ACTIVITY:
Reproduce the records below; each should match the original exactly.

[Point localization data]
# # # # # # #
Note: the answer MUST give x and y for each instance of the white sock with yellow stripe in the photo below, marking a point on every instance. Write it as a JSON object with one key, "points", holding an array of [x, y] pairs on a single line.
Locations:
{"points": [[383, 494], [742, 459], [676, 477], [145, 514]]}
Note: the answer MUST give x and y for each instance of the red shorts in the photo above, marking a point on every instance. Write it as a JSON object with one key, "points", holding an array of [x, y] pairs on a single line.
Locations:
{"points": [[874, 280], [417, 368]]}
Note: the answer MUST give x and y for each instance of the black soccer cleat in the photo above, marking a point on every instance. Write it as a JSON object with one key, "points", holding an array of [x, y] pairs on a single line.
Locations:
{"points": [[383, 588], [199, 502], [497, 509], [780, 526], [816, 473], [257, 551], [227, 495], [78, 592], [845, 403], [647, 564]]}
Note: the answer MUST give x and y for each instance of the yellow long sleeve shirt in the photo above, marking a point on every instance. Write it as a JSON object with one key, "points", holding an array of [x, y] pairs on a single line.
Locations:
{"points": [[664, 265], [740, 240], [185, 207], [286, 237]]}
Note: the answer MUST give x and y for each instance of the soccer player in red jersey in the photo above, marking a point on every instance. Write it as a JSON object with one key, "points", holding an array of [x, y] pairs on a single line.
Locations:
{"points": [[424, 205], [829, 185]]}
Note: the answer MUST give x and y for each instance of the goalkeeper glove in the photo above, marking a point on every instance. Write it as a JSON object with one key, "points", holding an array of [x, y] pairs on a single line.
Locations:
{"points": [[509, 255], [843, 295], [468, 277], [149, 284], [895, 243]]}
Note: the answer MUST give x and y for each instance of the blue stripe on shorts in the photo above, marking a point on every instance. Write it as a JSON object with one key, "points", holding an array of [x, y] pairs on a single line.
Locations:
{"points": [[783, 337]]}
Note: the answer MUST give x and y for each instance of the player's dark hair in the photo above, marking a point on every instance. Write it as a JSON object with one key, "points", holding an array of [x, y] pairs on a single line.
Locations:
# # # # # # #
EXERCISE SOLUTION:
Note: the answer MUST give x and y for each instance of the white sock with yellow stripe in the photo below, marking a point on every instance. Write it as a JSON object with one key, "points", holding an array of [x, y] pairs on a single line.
Locations:
{"points": [[383, 494], [742, 459], [676, 477], [145, 514]]}
Note: the answer MUST give x and y for each instance of the red shorts in the photo above, marking a point on every instance. Write it as a JSON object with one key, "points", holding an array of [x, y] pairs on a single line.
Locations:
{"points": [[874, 280], [417, 368]]}
Note: the answer MUST give x and y for each instance of the black soccer cleat in the photo above, marking a point on every instance. Write it as a JSON object with one key, "points", holding an array of [x, y] pairs on a single line.
Locations:
{"points": [[383, 588], [199, 502], [497, 509], [780, 526], [816, 473], [257, 551], [227, 495], [78, 592], [845, 403], [647, 564]]}
Note: the answer MUST give x and y for each instance of the yellow long sleeve shirt in the photo above, marking a point on every instance. Write it as a JSON object with one key, "points", holding an array of [x, y] pairs on a single line.
Locations:
{"points": [[664, 265], [740, 240], [185, 207], [286, 237]]}
Note: the answer MUST give x and y for each instance of the soccer player in red jersey in the photo above, marking a point on every instance. Write it as a JSON object with one key, "points", holding an array of [x, y] pairs on a single line.
Locations:
{"points": [[424, 205], [829, 185]]}
Note: the answer MUST give x and y for each instance of the goalkeeper glove in the photo above, marking a point on every instance. Write it as a JSON object with one key, "points", holding an array of [x, y] pairs on a single line.
Locations:
{"points": [[509, 255], [843, 295], [468, 277], [149, 284], [895, 243]]}
Note: the answer MUST give x and y for each instance of the blue stripe on shorts in the photo above, marking a point on every instance. Write it as a JSON object with one key, "points", holding an array of [x, y] pairs on a single line.
Locations:
{"points": [[783, 337]]}
Note: the answer MUST give x and y for each instance of the player's dark hair in the photo above, marking a point on every instance. Write it as a JSON object with one key, "points", holding an array of [x, y] pairs on a single line.
Locations:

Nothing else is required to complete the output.